Gather every line from the rows below that contains the word "point", and copy each one as it appears.

--

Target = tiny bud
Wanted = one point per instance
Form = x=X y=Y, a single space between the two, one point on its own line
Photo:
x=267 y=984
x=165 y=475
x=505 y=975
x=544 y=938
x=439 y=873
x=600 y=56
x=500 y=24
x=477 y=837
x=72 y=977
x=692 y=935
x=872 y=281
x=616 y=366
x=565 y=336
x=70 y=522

--

EXERCISE RESULT:
Wanted = one point per instance
Form = x=X y=Y, a single space between the two, one point on its own line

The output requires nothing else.